### INSTRUCTIONS TO FOLLOW
Reproduce every line of the material below without any changes.

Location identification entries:
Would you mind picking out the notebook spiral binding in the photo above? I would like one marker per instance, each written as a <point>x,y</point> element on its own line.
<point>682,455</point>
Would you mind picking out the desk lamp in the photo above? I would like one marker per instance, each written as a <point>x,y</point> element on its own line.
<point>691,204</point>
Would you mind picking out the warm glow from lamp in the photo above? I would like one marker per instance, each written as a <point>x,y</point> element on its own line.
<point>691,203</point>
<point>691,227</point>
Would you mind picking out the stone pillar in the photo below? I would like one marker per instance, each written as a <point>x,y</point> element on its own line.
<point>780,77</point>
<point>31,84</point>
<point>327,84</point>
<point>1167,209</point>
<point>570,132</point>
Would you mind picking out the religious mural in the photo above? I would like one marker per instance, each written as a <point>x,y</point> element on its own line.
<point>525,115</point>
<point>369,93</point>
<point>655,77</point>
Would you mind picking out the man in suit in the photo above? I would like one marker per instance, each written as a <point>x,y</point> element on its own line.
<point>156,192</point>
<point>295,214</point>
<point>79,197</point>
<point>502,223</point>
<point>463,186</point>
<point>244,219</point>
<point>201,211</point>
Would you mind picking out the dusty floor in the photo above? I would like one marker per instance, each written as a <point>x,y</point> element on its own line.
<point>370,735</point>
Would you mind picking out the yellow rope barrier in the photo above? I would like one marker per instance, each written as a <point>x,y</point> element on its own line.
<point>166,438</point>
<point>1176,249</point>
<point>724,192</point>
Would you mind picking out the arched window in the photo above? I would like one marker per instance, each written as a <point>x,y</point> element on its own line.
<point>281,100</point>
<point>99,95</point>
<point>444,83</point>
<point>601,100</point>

### OUTPUT FOR THIS TASK
Would you mind picking out the notebook spiral binding in the photo above? I would like one marker per instance, each written as a <point>x,y</point> element on its own line.
<point>682,455</point>
Would you mind picking out the desk lamp in the photo above? I would like one marker per instance, each written as a <point>x,y</point> element on its own line.
<point>691,204</point>
Would you mind picking out the warm glow from lamp in the photo above? I would like one marker per instance, each written as a <point>x,y</point> element on its own line.
<point>691,203</point>
<point>691,227</point>
Would you mind picking out the stone pillar in the photo below? I would like one marker per instance, each written as a <point>x,y</point> element on its own line.
<point>780,77</point>
<point>31,84</point>
<point>327,84</point>
<point>1167,209</point>
<point>570,132</point>
Would you mind picking out the religious mural in the photo above? I would like one marker per instance, each written as a <point>x,y</point> element on its own line.
<point>525,115</point>
<point>369,93</point>
<point>655,77</point>
Would you mind picking out the man in suit in the photo above? I would like one marker per instance, each written as a <point>x,y</point> element on its own line.
<point>156,192</point>
<point>295,214</point>
<point>79,197</point>
<point>502,223</point>
<point>463,186</point>
<point>244,219</point>
<point>201,211</point>
Would you mind picking out the dusty floor in the photo above? I would like one marker per instance, each written as a <point>x,y</point> element on its own line.
<point>370,735</point>
Would you mind picking out the yellow rope barrier in the photo above? I would like one marker per instance, each written as a <point>x,y</point> element on its own line.
<point>166,438</point>
<point>1176,249</point>
<point>724,192</point>
Would you mind picking out the arched window in the photo above? I would like one marker per instance, each written as a <point>x,y</point> element on its own line.
<point>281,100</point>
<point>99,95</point>
<point>444,83</point>
<point>601,100</point>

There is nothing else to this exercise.